======== MATERIAL FOR THIS EXERCISE
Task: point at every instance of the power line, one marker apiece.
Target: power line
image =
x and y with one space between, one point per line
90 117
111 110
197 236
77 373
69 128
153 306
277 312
================
# INSTRUCTIONS FOR THE TASK
Looking at the data above, show all lines where the word "power" occurs.

# COMPLETED TASK
Task: point at every instance of the power line, one marker apiece.
Target: power line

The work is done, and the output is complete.